▶ _ACTIVITY_: Look below for the line containing "glass window for player-tracking calibration."; from there, print each line exactly up to and including the line containing "white shirt for player-tracking calibration.", and stop.

▶ _DATASET RECORDS_:
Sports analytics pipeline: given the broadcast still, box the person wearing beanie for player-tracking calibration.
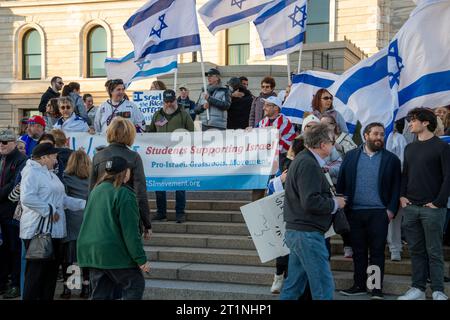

---

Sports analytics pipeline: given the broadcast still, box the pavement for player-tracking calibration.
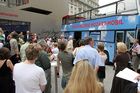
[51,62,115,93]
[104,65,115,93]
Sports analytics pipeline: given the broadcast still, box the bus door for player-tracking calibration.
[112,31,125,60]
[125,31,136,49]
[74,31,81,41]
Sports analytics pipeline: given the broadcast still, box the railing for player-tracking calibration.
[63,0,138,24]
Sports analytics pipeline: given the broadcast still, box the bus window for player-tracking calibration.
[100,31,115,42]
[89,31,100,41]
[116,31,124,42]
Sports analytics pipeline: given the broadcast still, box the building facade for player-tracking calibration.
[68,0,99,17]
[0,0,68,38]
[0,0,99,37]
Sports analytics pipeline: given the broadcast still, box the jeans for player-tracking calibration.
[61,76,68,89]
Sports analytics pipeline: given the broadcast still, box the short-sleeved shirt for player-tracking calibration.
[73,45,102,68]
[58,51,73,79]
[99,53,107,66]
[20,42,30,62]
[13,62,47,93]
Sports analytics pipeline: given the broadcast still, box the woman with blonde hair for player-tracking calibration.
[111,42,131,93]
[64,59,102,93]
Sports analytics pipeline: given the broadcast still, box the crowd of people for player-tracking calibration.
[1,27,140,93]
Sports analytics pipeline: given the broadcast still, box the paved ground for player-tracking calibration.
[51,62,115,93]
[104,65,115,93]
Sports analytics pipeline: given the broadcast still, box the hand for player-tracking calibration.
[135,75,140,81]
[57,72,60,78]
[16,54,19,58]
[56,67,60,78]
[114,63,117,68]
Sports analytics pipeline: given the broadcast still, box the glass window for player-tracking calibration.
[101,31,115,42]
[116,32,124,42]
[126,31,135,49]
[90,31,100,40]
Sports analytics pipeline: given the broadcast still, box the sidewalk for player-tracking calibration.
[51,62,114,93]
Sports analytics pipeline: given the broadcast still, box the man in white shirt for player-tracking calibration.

▶ _WRITTEN RESPONSE_:
Sports analytics pipeline: given the broadcast still, box the glass window for player-tracking calibration.
[101,31,115,42]
[116,32,124,42]
[126,31,135,49]
[90,31,100,40]
Sports analytics pipeline: given the broadcast still, box the sidewalk for player-tracking calibration.
[51,62,114,93]
Sports analytics pipeline: given the broadcast still, box the man in white shirt for player-tracking calibration.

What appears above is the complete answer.